* ТЕКСТ:
Ньюпорт, 15 мая 1772 года.
ДОРОГОЙ БЭРР, Мне кажется несколько странным, что я ничего не слышал о вас со времени вашего экзамена. Не знаю, может быть, вы чем-то недовольны, раз так неохотно беретесь за перо; впрочем, я постараюсь, если возможно, гнать подобные мысли от себя, пока не получу от вас личной весточки. Если вас опустили на ступеньку ниже, можете поведать мне об этом. Если вам позволено жить в колледже, можете поведать об этом; и если вас выставили вон, тоже можете поведать. Если вы сдали экзамен и вам предстоит произнести силлогизм на вручении дипломов, если вы в состоянии его составить, полагаю, об этом вы тоже можете сообщить; или если вы первый на курсе, можете сказать об этом, только сделайте это потише; впрочем, можете рассказать о чем угодно, ибо я именуюсь вашим другом. А раз вы можете доверять мне до такой степени, я ожидаю, что теперь вы напишете и вкратце расскажете, каковы нынче дела в колледже. В частности, сообщите о состоянии общества (Клиософского); и если я должен ему что-нибудь, уплатите за меня и запишите на счет вашего покорного слуги.

* СПИСОК ДАННЫХ:
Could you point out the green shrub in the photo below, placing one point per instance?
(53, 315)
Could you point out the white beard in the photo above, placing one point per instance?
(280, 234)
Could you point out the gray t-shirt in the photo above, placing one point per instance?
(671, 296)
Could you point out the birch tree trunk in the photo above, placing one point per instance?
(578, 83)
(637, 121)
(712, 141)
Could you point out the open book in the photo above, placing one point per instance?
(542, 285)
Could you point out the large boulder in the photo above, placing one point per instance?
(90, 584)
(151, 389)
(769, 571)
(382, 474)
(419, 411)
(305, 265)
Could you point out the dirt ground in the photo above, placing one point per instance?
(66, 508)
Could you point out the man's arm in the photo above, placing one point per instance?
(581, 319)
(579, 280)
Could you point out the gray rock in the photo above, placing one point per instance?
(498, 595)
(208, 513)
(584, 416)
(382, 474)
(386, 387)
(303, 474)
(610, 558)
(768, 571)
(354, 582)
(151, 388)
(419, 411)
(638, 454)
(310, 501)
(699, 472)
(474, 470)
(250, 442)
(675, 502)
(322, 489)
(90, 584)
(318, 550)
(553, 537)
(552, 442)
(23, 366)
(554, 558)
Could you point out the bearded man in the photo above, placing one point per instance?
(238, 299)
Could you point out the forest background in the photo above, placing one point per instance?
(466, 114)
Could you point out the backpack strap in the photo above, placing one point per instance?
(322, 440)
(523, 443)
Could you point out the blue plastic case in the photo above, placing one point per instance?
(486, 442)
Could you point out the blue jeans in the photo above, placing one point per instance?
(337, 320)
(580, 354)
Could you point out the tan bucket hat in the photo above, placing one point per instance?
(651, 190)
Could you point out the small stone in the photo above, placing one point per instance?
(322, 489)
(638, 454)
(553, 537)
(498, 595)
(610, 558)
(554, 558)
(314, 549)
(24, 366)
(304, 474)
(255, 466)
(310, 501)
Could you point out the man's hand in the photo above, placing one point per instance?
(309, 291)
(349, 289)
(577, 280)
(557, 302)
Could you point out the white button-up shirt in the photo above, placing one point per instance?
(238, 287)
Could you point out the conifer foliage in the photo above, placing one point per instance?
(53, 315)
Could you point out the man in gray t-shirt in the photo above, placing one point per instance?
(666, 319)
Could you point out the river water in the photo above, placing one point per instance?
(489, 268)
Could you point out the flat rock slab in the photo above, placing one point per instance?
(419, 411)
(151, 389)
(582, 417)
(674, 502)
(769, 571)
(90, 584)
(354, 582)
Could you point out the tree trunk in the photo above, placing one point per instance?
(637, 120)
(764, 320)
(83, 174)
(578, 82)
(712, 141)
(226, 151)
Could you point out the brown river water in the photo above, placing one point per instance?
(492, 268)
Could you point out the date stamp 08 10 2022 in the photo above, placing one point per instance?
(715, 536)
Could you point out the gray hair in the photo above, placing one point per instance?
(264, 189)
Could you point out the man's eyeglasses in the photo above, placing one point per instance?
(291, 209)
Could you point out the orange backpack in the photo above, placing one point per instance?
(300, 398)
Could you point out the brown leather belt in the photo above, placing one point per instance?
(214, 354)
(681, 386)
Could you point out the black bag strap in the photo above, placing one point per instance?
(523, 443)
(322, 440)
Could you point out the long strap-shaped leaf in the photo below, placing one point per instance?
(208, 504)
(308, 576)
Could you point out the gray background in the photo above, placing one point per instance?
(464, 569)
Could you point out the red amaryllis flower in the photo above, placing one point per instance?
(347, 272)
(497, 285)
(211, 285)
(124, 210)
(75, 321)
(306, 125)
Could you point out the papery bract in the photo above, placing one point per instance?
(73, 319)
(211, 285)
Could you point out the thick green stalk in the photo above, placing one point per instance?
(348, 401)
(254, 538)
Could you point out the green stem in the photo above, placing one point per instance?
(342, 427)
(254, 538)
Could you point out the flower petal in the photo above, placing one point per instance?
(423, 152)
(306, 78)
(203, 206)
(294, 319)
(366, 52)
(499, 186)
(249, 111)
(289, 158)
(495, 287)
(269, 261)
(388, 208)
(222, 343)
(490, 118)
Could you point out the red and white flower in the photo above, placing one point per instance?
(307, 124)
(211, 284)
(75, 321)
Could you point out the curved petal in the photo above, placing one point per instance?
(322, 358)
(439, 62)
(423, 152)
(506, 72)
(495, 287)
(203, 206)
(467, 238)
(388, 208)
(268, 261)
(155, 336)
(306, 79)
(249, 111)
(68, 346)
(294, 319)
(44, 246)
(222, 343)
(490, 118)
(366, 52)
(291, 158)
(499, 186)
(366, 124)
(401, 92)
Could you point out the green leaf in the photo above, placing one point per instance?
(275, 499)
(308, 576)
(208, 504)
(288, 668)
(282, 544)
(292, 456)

==

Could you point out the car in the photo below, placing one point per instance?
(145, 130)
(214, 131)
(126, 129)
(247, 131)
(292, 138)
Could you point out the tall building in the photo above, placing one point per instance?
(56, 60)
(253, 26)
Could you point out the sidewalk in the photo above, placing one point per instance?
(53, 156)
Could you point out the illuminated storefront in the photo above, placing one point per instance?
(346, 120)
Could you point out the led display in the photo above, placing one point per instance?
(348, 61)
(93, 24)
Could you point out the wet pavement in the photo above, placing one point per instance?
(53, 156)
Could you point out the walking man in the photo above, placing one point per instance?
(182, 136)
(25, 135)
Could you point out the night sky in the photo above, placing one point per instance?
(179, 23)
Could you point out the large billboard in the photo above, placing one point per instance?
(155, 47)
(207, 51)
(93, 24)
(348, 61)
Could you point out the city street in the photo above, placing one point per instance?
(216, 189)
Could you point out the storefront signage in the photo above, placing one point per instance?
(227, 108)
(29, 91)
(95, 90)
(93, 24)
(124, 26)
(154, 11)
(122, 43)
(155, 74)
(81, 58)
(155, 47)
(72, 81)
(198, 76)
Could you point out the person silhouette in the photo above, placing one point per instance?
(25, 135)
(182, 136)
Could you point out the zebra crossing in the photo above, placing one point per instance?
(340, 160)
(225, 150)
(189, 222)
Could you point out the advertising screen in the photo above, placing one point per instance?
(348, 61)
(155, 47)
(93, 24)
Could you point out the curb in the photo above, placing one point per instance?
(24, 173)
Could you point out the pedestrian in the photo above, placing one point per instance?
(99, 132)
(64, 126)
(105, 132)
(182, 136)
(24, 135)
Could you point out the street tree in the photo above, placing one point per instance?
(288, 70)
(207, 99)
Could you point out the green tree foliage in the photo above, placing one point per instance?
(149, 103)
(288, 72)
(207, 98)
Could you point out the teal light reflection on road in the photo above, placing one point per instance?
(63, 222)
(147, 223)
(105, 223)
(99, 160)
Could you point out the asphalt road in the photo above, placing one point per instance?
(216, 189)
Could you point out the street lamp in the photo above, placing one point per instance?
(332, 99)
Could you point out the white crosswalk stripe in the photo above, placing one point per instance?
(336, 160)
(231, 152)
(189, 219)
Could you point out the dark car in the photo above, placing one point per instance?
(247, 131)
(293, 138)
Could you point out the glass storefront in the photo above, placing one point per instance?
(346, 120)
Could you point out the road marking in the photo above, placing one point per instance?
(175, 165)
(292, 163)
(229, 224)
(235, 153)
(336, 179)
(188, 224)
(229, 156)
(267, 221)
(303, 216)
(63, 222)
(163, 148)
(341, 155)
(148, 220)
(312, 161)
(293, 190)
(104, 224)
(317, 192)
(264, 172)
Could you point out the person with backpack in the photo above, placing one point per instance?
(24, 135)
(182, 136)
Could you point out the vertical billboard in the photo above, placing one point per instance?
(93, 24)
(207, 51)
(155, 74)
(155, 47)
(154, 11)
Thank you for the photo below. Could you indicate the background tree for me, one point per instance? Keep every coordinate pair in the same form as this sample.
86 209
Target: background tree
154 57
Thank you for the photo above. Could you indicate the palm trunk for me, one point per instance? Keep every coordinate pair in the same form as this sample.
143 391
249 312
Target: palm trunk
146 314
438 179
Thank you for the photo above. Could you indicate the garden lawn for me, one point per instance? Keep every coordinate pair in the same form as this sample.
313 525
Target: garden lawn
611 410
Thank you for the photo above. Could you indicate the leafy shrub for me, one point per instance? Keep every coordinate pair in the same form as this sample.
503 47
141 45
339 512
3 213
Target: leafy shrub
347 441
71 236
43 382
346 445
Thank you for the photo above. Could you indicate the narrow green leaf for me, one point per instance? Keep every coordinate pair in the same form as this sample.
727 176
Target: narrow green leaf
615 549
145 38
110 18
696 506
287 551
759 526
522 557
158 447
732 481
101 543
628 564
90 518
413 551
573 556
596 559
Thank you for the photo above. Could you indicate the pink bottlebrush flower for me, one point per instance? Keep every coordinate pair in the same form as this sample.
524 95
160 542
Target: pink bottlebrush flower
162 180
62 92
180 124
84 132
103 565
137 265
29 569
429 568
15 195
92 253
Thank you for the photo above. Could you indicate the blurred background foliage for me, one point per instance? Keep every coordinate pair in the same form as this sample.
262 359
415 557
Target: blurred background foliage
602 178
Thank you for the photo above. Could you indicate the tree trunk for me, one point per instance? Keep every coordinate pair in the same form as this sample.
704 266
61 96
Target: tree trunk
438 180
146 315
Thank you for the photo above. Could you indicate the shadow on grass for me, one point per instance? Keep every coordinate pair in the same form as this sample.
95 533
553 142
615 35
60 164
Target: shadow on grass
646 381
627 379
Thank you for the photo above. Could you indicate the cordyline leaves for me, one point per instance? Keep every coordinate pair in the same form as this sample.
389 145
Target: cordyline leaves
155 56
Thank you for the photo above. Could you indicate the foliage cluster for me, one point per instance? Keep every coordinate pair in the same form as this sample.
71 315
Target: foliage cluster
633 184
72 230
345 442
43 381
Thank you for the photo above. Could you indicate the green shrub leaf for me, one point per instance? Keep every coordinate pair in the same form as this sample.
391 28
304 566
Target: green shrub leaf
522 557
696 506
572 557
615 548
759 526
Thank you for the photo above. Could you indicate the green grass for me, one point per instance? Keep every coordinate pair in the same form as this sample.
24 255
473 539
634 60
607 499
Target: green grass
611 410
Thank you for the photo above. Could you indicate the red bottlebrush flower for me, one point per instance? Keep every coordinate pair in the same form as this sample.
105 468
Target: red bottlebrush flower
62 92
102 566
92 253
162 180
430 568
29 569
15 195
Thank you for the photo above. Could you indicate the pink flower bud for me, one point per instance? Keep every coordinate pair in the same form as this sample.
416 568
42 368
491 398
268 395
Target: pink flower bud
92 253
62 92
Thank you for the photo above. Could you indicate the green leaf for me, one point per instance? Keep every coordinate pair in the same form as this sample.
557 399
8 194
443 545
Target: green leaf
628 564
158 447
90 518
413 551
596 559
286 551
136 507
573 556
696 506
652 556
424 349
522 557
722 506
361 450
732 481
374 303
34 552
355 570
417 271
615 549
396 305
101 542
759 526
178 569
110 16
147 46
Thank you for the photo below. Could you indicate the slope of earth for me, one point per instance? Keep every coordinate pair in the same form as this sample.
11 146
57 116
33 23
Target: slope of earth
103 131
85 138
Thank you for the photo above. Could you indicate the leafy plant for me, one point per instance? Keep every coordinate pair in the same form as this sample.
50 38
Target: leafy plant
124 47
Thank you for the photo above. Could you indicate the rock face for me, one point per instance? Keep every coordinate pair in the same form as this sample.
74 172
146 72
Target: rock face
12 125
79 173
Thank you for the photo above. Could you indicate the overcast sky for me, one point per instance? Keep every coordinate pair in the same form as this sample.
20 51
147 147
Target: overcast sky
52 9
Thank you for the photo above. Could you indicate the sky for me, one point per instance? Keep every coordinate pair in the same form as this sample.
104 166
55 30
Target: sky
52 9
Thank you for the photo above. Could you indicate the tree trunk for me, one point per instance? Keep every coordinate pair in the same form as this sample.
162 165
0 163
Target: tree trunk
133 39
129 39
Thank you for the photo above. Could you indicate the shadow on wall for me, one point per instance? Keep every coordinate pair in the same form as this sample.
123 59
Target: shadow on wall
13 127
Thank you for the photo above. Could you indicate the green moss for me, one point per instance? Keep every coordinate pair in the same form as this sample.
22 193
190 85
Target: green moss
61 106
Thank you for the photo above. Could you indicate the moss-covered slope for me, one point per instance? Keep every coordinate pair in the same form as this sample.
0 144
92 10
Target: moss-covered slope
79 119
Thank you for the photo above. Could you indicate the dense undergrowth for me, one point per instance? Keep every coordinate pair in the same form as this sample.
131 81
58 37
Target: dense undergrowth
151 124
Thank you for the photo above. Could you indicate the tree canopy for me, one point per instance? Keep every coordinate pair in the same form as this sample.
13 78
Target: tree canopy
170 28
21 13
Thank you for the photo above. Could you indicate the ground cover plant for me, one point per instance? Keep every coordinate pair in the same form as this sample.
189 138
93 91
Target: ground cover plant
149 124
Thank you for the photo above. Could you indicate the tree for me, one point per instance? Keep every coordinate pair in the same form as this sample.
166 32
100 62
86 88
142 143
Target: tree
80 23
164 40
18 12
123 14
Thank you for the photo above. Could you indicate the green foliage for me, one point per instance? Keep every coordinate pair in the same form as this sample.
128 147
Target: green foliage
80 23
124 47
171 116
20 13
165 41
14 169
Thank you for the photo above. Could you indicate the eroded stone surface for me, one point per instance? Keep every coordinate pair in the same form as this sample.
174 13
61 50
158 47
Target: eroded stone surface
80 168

* ЗАДАНИЕ: Продолжите письмо к Бэрру, отправленное из Ньюпорта. Начните сразу после слов «запишите на счет вашего покорного слуги».

* ВАШ ОТВЕТ:
Надеюсь, вы напишете при первой же возможности, поскольку верю, что у вас найдутся весьма приятные новости касательно колледжа в целом и вас лично. Мне писать особо не о чем. То место, где я сейчас нахожусь, мне весьма по душе.
Изучение богословия увлекательно; куда больше, чем любое другое занятие на свете. Надеюсь дожить до времени, когда вы сочтете своим долгом приобщиться к тому же предмету с устремлением к служению. Помните: таковой была молитва ваших дорогих отца и матери и доныне остается молитвой ваших друзей, — чтобы вы шагнули на его место и явили воочию, что являетесь другом Небес и имеете вкус к их славе. Но это, как вы сами понимаете, никогда не произойдет, пока вы пребываете в естественном состоянии. А потому используйте нынешние и будущие мгновения наилучшим образом, сознавая, что скоро настанет час, когда вы пожелаете, чтобы ваша жизнь была прожита правильно, разумно и подобающе бессмертному существу.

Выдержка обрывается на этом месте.